Texto leído en la presentación del libro Padre es un padre de Álvaro Becerra.

Sospecho que soy un intruso en la escritura. En el acto de la sospecha podrá aparecer una puerta entreabierta, un grito ahogado, una palabra pesada que hunda y llegue al fondo como una roca. El insulto, el silencio de la riña, un simple gesto de decepción. Pero también puede aparecer su opuesto: un café caliente aguarda en el velador y dice que es hora de despertar. La sospecha de la intrusión es elevada en las operaciones, en cómo ambas escenas comparecen en un espacio estrecho: imágenes del diálogo de un cuerpo con otro y lo que allí se oculta. Más bien, la sensación permanente de estar escuchando un secreto del que no somos destinatarios, un pulso contenido que a ratos da pie al murmullo, a ratos a pequeños derrames de incomprensión, un tipo de divagación que ronda sobre sí misma aguardando un momento de iluminación para aterrizar, como harían los carroñeros. Atento, la mirada graba un ejercicio de regresar, de volver niño los ojos y mirar de nuevo por encima del hombro: «hay historias que añoramos sobre otras / es útil pero tedioso retroceder una película», escribe Álvaro Becerra en Padre es un padre (Libros del Pez Espiral, 2023). Entregado al trabajo de ese retroceso, el hablante del libro regresa a su cuerpo de niño para examinar, ser testigo e intruso a la vez en su relación con su padre o, en realidad, al espacio que lo separa de su padre.

▸ **LO QUE SE PIDE**:
Según el fragmento leído en la presentación del libro, ¿qué editorial publicó Padre es un padre y en qué año?

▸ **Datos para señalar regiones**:
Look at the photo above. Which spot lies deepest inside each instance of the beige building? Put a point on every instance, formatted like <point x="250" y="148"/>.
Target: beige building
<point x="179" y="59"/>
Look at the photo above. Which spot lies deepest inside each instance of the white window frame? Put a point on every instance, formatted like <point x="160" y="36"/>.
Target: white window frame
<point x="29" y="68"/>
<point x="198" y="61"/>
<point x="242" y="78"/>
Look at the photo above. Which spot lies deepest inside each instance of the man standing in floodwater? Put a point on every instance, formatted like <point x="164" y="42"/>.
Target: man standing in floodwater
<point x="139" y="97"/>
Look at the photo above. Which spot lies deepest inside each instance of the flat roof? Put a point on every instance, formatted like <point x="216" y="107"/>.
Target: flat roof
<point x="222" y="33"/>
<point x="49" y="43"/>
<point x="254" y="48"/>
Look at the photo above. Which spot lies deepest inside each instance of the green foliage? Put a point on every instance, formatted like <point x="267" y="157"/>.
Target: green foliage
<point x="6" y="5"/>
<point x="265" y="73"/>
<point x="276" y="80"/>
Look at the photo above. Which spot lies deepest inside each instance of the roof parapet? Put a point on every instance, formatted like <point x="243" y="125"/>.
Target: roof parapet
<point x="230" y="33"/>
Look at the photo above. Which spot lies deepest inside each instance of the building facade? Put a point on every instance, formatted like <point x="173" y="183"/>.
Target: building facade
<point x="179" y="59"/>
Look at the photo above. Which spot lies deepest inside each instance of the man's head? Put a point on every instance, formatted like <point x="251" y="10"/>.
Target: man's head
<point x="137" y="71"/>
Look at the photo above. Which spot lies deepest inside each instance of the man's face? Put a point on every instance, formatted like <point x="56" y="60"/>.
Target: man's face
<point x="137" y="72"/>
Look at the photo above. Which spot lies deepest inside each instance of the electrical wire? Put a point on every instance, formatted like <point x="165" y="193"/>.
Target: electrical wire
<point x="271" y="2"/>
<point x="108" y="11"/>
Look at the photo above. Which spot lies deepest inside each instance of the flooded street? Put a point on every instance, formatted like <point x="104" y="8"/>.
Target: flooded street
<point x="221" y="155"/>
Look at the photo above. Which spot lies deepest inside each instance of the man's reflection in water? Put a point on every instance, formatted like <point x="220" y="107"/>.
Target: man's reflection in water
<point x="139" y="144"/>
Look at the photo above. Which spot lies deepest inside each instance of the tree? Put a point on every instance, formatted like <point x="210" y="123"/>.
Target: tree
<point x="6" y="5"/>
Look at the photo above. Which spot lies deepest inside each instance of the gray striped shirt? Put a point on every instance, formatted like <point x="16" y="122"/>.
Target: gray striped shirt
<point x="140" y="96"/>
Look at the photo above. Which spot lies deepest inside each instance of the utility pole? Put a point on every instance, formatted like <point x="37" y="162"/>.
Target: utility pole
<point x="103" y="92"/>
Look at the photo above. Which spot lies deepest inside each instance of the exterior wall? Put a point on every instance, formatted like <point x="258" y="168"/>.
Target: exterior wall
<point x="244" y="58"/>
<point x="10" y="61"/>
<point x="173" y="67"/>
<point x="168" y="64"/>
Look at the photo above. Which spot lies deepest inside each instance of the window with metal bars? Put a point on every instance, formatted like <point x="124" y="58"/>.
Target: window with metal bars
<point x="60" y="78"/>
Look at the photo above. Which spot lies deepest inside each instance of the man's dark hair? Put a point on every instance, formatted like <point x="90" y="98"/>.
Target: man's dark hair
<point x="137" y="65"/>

▸ **RESULTADO DEL EJERCICIO**:
Libros del Pez Espiral, en 2023.